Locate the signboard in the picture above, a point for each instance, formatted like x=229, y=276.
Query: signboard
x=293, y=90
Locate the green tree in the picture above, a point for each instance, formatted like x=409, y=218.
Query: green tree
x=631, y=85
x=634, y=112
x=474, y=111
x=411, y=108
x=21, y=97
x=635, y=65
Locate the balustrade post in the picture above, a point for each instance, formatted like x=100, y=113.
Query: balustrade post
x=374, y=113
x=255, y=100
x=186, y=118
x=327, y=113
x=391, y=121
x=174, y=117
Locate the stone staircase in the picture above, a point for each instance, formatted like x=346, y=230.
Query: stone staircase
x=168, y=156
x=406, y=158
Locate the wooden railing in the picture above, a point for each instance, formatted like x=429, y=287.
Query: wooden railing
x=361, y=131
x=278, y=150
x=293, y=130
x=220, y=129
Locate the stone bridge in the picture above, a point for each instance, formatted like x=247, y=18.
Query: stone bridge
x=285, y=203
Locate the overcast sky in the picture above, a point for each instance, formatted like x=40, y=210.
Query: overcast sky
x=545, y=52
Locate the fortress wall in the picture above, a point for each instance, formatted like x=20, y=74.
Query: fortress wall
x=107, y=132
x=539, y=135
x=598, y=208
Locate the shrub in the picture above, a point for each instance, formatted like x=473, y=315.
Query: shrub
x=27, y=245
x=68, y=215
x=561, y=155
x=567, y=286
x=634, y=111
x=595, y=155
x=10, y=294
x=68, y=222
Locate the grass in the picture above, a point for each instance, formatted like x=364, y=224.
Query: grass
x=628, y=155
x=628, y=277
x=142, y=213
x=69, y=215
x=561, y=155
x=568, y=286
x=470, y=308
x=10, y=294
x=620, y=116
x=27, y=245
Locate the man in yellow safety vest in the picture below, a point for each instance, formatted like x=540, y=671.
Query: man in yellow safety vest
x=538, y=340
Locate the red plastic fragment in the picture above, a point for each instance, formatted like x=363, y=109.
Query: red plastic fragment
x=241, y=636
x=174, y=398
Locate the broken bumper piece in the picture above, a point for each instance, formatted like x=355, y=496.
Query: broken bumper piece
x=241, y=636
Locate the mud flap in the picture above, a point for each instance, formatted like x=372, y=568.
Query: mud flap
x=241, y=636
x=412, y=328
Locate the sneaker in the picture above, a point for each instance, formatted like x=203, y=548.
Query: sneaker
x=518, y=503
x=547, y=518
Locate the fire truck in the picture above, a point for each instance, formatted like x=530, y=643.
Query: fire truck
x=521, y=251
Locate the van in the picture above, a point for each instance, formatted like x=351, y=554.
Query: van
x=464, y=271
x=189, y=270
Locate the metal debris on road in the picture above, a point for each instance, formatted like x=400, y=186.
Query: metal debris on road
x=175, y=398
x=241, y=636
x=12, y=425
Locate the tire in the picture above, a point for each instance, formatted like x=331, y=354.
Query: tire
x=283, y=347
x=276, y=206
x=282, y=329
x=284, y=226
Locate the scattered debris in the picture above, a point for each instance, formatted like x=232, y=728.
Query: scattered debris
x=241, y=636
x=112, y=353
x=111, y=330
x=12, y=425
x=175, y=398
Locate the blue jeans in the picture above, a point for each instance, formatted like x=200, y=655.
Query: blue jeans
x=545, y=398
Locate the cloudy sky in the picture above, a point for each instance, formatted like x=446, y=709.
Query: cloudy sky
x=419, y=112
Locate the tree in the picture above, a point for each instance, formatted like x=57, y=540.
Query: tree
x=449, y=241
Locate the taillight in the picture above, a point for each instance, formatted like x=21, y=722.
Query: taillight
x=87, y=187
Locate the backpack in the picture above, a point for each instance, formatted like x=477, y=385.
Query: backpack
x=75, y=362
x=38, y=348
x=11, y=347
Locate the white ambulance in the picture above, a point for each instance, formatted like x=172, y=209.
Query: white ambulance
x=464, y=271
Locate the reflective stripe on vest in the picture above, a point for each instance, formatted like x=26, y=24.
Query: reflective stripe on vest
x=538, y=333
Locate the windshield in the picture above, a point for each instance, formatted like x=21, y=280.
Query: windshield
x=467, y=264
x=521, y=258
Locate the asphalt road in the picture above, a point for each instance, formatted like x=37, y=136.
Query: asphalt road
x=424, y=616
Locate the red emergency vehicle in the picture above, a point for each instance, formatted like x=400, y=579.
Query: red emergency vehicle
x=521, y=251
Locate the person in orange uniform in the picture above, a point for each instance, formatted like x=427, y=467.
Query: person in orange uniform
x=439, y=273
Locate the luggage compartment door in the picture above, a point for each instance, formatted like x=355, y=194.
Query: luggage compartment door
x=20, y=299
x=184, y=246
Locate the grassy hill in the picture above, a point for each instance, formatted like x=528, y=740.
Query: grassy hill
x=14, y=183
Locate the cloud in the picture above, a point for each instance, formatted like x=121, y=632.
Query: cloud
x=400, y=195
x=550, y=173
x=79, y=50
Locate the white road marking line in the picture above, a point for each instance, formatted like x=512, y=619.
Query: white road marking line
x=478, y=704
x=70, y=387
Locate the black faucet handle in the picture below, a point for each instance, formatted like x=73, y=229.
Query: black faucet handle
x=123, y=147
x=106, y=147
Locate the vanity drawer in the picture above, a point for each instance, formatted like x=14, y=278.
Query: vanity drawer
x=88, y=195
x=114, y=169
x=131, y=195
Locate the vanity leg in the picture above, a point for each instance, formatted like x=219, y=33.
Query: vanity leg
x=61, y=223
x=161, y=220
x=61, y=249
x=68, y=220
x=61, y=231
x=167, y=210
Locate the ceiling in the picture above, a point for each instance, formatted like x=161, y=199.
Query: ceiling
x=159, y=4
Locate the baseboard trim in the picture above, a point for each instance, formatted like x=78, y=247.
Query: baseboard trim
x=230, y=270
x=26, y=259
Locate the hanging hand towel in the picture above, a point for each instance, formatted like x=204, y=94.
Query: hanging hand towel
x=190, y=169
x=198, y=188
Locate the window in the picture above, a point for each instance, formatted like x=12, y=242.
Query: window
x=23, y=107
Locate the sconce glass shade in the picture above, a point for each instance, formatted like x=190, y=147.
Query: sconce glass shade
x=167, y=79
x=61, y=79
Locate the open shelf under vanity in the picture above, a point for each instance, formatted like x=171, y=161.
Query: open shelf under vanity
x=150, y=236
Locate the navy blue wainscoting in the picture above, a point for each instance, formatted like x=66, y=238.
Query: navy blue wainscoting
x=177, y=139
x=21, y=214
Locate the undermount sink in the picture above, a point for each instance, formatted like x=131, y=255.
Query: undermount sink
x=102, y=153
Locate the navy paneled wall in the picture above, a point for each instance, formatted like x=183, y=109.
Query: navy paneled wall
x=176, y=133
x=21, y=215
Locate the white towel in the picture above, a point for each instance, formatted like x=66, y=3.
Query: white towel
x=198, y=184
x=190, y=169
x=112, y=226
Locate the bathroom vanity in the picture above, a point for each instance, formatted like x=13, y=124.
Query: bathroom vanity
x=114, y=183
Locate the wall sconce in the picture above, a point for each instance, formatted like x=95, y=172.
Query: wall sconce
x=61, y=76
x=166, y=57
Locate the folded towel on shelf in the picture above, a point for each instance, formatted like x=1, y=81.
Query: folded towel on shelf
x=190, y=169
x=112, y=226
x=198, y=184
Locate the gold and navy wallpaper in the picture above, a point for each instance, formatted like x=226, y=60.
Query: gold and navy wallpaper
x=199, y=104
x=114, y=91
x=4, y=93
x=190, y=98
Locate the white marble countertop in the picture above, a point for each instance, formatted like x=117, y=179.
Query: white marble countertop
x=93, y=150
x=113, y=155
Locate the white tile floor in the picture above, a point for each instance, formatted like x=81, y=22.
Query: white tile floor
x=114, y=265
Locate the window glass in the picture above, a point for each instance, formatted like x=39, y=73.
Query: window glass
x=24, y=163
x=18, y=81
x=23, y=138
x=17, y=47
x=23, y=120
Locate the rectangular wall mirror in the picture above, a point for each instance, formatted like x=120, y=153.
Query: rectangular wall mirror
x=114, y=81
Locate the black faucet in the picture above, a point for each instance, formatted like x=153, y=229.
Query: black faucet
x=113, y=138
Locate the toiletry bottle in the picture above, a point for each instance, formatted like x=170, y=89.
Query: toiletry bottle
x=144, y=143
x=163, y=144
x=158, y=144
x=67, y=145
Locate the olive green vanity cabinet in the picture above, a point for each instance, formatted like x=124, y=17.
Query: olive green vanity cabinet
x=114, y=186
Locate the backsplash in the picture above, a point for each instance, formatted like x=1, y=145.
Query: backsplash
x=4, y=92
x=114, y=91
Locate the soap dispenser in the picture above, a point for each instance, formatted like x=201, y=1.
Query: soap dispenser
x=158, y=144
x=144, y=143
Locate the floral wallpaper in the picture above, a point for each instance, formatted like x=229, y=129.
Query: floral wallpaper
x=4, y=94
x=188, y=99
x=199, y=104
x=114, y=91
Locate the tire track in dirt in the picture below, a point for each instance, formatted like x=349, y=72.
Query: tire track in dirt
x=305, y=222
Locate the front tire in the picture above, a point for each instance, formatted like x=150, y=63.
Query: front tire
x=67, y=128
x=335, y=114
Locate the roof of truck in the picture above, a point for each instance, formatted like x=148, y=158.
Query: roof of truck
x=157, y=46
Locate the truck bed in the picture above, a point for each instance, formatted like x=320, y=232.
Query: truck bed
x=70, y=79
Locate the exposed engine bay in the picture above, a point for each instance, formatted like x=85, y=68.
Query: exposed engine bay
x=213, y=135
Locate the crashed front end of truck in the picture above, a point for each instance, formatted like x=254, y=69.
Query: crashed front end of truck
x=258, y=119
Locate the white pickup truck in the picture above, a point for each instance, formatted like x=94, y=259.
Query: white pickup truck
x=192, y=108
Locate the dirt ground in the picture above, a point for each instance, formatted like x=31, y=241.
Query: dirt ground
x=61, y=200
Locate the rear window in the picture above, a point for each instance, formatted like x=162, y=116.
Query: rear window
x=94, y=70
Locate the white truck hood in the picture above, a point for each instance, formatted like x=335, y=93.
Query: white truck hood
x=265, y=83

▶ [STATED PROBLEM]:
Starting at the top of the records and stopping after the line that has "x=285, y=203", rewrite those lines as a numbered list with any blank lines left out.

▶ [RESPONSE TO THIS TASK]:
1. Locate the signboard in the picture above, a point for each instance, formatted like x=229, y=276.
2. Query: signboard
3. x=293, y=90
4. Locate the green tree in the picture above, a point for each instance, formatted like x=409, y=218.
5. Query: green tree
6. x=631, y=85
7. x=634, y=112
8. x=474, y=111
9. x=411, y=108
10. x=21, y=97
11. x=635, y=65
12. Locate the balustrade post in the picture above, a point for each instance, formatted like x=100, y=113.
13. Query: balustrade post
14. x=374, y=113
15. x=255, y=100
16. x=186, y=118
17. x=327, y=113
18. x=391, y=121
19. x=174, y=117
20. Locate the stone staircase in the picture above, a point for each instance, formatted like x=346, y=230.
21. Query: stone staircase
22. x=168, y=156
23. x=406, y=158
24. Locate the wooden railing in the picture above, a point for each instance, formatted like x=429, y=287.
25. Query: wooden railing
26. x=361, y=131
27. x=278, y=150
28. x=293, y=130
29. x=220, y=129
30. Locate the stone bridge in the picture above, a point for each instance, formatted like x=247, y=18.
31. Query: stone bridge
32. x=285, y=203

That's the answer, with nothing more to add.